● **Goal**:
Reproduce every line of the material below verbatim, but leave out the pictures.

(Position annotation records)
START

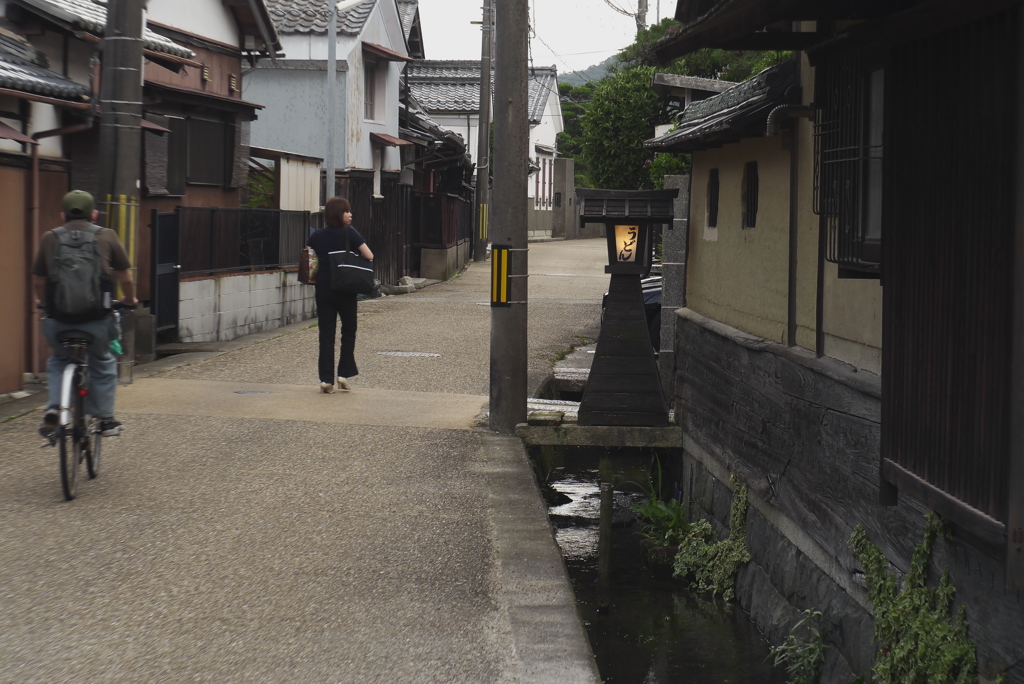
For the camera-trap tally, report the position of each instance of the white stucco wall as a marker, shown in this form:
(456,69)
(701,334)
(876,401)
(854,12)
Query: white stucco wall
(228,307)
(300,182)
(295,117)
(45,117)
(210,19)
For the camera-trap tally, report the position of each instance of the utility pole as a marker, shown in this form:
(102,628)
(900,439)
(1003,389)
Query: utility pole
(641,16)
(483,136)
(121,135)
(332,97)
(508,227)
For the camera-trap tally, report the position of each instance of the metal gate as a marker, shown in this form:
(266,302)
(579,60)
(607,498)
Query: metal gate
(166,269)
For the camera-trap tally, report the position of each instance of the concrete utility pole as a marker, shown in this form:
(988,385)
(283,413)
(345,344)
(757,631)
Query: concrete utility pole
(641,16)
(121,136)
(332,97)
(483,136)
(121,108)
(508,225)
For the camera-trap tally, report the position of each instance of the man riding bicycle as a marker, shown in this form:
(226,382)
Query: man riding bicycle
(79,215)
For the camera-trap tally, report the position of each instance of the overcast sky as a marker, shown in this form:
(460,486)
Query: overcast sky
(569,34)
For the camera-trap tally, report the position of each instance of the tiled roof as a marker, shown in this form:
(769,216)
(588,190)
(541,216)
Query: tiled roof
(24,69)
(739,112)
(407,10)
(455,86)
(311,15)
(91,16)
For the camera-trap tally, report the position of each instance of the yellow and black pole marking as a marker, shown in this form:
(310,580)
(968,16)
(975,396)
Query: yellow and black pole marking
(500,275)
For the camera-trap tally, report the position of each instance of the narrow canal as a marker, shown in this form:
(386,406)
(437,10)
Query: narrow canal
(644,627)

END

● **Solution for this exercise**:
For the camera-trap tally, report the position of each instance of the white stucco wall as a marker, shown in this form:
(456,69)
(701,334)
(876,401)
(854,12)
Query: white stucco wall
(228,307)
(300,182)
(295,117)
(45,117)
(210,19)
For the camera-trap tally, report the position of each instance of the utility pole as a marker, shown in this form:
(102,628)
(900,439)
(1003,389)
Query: utility pole
(641,16)
(483,136)
(121,135)
(332,97)
(508,227)
For the camera-trap tally, report the position of each instance of the metal gate as a marker, shown in this form:
(266,302)
(579,60)
(607,498)
Query: metal gate
(166,269)
For the camera-trap tally, report the position of each instance of the concrete utility pole as a marker, shown in this form:
(988,385)
(283,413)
(345,344)
(757,631)
Query: concrete utility pole
(641,16)
(121,136)
(332,97)
(483,136)
(121,108)
(508,225)
For the camera-trap tally, report the position of each instance of the man riding bicycle as a marker, shown in this form:
(226,382)
Query: man riding bicycle
(79,215)
For the camera-trap tally, report the position of each instance of the overcast sky as a marker, shown in this form:
(460,486)
Query: overcast sky
(569,34)
For the camera-trap tally, report the position of each instance of the tiled roof as a marker, shown in this form:
(769,216)
(588,190)
(541,216)
Query: tiled roof
(24,69)
(739,112)
(407,10)
(455,86)
(311,15)
(91,16)
For the camera-trap tally, report the position of each instance of the yellow and black pole marking as a marker, shown in this form:
(310,580)
(968,16)
(975,396)
Query: yellow and black pole marking
(500,275)
For the camera-trap tally, report the position of each instance of the narrow canal as a marker, shown in this form:
(386,406)
(437,10)
Query: narrow canal
(644,627)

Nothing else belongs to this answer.